## Tugas yang Dikerjakan
1 – Ambil dari cuplikan halaman di bawah bagian antara "Cognitive Disonance adalah" dan "untuk mulai merokok.", termasuk kedua ujungnya, tanpa mengubah satu kata pun.
2 – Menurut Agastya dalam cuplikan halaman di bawah, faktor apa yang juga dapat menjadi alasan seorang remaja mulai merokok?

## Cuplikan Halaman
• • • •
2. Proses Berpikir Kurang Tepat

Ketika seorang anak atau remaja sering melihat lingkungannya baik teman atau keluarga merokok. Hal tersebut bisa membuat seseorang menjadi memiliki proses berpikir yang kurang tepat atau disebut Cognitive Disorder.

"Kalau kita berbicara hubungan antara anak remaja dengan perilaku merokok, itu sebenarnya banyak faktor yang terlibat. Bisa karena mereka terekspos sejak dini akan perilaku merokok orang-orang sekitarnya. Sehingga mengalami yang kalau di psikologi itu namanya Cognitive Dissonance," jelas Liza kepada Antara.

Cognitive Disonance adalah proses berpikir yang kurang tepat. Seseorang yang mengalami hal ini biasanya memiliki proses berpikir yang salah menjadi benar dan sebaliknya.

Menurut Liza, hal tersebut karena anak dan remaja sering melihat orang-orang yang dituakan dalam keluarga seperti orang tua, kakak, dan lain sebagainya memiliki kebiasaan merokok. Hal inilah yang mengakibatkan sang anak berpikir bahwa kebiasaan merokok tidak apa-apa untuk dilakukan.

"Jadi, bayangkan kalau anak kecil sangat terbiasa melihat orang-orang terdekatnya, apalagi figur yang dituakan merokok kan asumsinya karena ini adalah figur orang yang dituakan, biasanya anak atau remaja cenderung melihat mereka sebagai orang yang sudah pasti benar," kata Liza.

3 dari 4 halaman

Faktor Genetik

Agastya mengatakan bahwa faktor genetik pun juga dapat menjadi alasan seorang remaja untuk mulai merokok.

"Bisa juga dari secara biologis memang ada juga nih yang dialami sama remaja tersebut. Jadi secara genetiknya memungkinkan seseorang lebih berisiko untuk memulai merokok," tuturnya.
• • • •
## Petikan Data
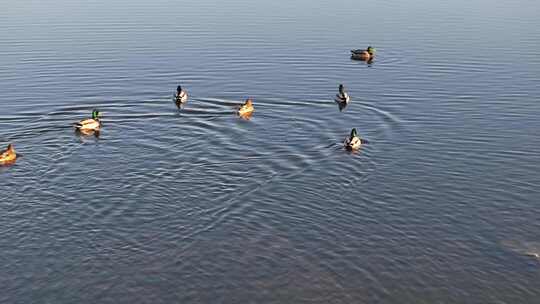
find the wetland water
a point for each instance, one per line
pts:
(198, 206)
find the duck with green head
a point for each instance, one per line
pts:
(247, 108)
(366, 55)
(181, 96)
(353, 141)
(90, 124)
(8, 156)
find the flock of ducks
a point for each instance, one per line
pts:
(93, 124)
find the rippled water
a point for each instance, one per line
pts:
(199, 206)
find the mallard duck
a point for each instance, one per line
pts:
(342, 96)
(246, 108)
(352, 142)
(180, 96)
(8, 155)
(89, 125)
(367, 54)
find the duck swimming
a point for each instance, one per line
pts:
(89, 125)
(342, 96)
(247, 108)
(352, 142)
(8, 156)
(365, 55)
(180, 96)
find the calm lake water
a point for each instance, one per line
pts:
(441, 204)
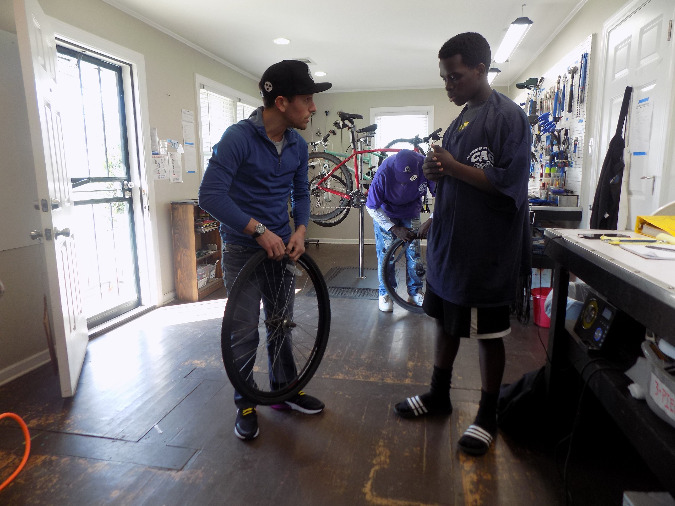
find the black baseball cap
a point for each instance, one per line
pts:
(289, 78)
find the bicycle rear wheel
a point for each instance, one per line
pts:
(327, 208)
(395, 268)
(275, 328)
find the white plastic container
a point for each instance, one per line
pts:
(661, 385)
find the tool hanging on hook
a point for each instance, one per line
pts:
(572, 72)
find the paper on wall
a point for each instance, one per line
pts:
(160, 166)
(176, 167)
(190, 159)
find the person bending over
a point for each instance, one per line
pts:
(394, 202)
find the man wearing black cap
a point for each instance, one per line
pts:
(256, 166)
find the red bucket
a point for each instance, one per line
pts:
(539, 295)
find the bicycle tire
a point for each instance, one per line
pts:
(305, 333)
(326, 206)
(394, 274)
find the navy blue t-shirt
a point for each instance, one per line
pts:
(475, 249)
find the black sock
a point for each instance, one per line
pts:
(439, 393)
(487, 411)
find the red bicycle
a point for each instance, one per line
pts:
(335, 187)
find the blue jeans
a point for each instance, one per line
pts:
(384, 239)
(277, 303)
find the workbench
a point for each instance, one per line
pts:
(551, 216)
(645, 291)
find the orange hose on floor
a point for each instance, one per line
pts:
(26, 452)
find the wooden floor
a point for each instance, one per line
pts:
(152, 423)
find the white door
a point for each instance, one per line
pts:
(640, 54)
(37, 48)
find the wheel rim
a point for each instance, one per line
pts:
(293, 321)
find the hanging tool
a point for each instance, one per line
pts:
(572, 71)
(583, 70)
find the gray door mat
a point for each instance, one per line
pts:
(344, 282)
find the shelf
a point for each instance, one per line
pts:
(211, 286)
(192, 231)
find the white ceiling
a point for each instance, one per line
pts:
(360, 44)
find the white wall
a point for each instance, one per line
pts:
(170, 77)
(360, 103)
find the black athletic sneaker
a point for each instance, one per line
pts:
(303, 403)
(246, 426)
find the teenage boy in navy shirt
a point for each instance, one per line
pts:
(256, 166)
(477, 245)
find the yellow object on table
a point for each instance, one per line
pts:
(658, 227)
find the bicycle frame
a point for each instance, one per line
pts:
(356, 155)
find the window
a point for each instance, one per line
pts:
(219, 107)
(401, 123)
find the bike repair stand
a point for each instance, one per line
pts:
(347, 277)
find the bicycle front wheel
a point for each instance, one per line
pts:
(275, 328)
(326, 208)
(395, 271)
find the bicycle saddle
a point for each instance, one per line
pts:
(346, 116)
(368, 129)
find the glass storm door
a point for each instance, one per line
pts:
(95, 138)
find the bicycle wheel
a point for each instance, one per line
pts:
(325, 206)
(275, 328)
(395, 268)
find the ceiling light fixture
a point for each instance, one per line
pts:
(514, 35)
(492, 73)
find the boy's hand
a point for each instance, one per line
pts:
(437, 163)
(296, 244)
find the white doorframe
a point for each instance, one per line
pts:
(667, 192)
(138, 122)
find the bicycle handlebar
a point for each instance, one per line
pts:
(435, 135)
(347, 116)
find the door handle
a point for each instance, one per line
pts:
(653, 178)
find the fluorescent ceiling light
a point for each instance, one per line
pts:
(514, 35)
(492, 73)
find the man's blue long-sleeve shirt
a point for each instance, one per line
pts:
(246, 178)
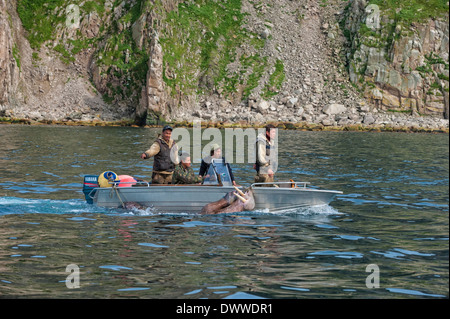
• • • •
## Jawaban Tiap Tugas
1 –
Cognitive Disonance adalah proses berpikir yang kurang tepat. Seseorang yang mengalami hal ini biasanya memiliki proses berpikir yang salah menjadi benar dan sebaliknya.

Menurut Liza, hal tersebut karena anak dan remaja sering melihat orang-orang yang dituakan dalam keluarga seperti orang tua, kakak, dan lain sebagainya memiliki kebiasaan merokok. Hal inilah yang mengakibatkan sang anak berpikir bahwa kebiasaan merokok tidak apa-apa untuk dilakukan.

"Jadi, bayangkan kalau anak kecil sangat terbiasa melihat orang-orang terdekatnya, apalagi figur yang dituakan merokok kan asumsinya karena ini adalah figur orang yang dituakan, biasanya anak atau remaja cenderung melihat mereka sebagai orang yang sudah pasti benar," kata Liza.

3 dari 4 halaman

Faktor Genetik

Agastya mengatakan bahwa faktor genetik pun juga dapat menjadi alasan seorang remaja untuk mulai merokok.

2 – Faktor genetik.